▶ [TRECHO PARA LEITURA]:
———

Vivemos uma crise de cultura examinada por diferentes
intelectuais. De Berdiaeff a Gabriel Marcel, de Edmund Husserl a Martin
Heidegger, de Martin Buber a Ortega y Gasset, de Karl Jaspers a Viktor Frankl,
de Zygmunt Bauman a Vilém Flusser, todos tentaram explicar o que estamos
enfrentando. Tantas explicações não nos livram de passar pelos dramas e
confusões de nossos dias. Se tentamos compreender o que se passa nesse tempo de
apuros mergulhamos em dúvidas.
A dificuldade para enfrentar a crise encheu as redes sociais
de fake News. Nesse quadro nada
confortável reapareceu a ultra direita com pautas contrárias ao que até pouco
era considerado essencial à vida civilizada, a saber: a função social da
propriedade, o estado de direito, os direitos humanos, a preservação ambiental,
a democracia política, a racionalidade como importante exercício social de dar e
ter razão, o reconhecimento do valor da ciência moderna como aquele
conhecimento que legitimamente explica o funcionamento do mundo, ainda que
insuficiente para dar conta da noção ampla da realidade e dos valores. Essa
ultra direita posicionou-se contra o humanismo, atacou a imprensa livre,
renegou os estudos das humanidades, combateu a independência do judiciário e
fez uma interpretação torpe das ideias de Jesus de Nazaré. O cristianismo foi,
nesse caso, afastado dos seus valores originários, associado a um moralismo
inadequado por fanáticos ignorantes, a ponto de ser denominado de cristianismo
do mal. Melhor seria dizer que estamos diante de um falso cristianismo, não de um
mal. Todo esse clima cultural ajudou a ascender o racismo, a homofobia, a
intolerância política, aumentou a violência social, a exploração humana e
religiosa, o desrespeito àquelas pautas consideradas civilizadas e mais
próprias dos seres humanos. Somos diferentes e únicos sim, genética e
psicologicamente, mas isso não nos desobriga de construir uma sociedade
fraterna e de irmãos, isto é, pautada por valores éticos. É uma falácia falar
de um Deus de todos e propor a violência e a injustiça. Toda essa confusão e
falácias que encontramos nas redes sociais se mistura a outros aspectos ruins
da cultura de massa como: a transformação do homem em apêndice de uma máquina e
a ampliação do desejo de gozar sem limites, de forma rápida e irresponsável.

———

▶ [CONTEÚDO DOS DADOS]:
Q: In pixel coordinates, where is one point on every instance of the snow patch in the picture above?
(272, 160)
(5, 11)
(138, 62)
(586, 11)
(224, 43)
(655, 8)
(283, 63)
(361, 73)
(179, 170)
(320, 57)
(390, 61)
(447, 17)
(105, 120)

———

▶ [TAREFAS A REALIZAR]:
1. Liste todas as ações que o trecho sobre a crise de cultura atribui à ultra direita na frase que começa com "Essa ultra direita posicionou-se".
2. De acordo com o trecho sobre a crise de cultura, o que encheu as redes sociais de fake news?

▶ [RESPOSTAS DO EXERCÍCIO]:
1.
- Posicionou-se contra o humanismo
- Atacou a imprensa livre
- Renegou os estudos das humanidades
- Combateu a independência do judiciário
- Fez uma interpretação torpe das ideias de Jesus de Nazaré

2. A dificuldade para enfrentar a crise.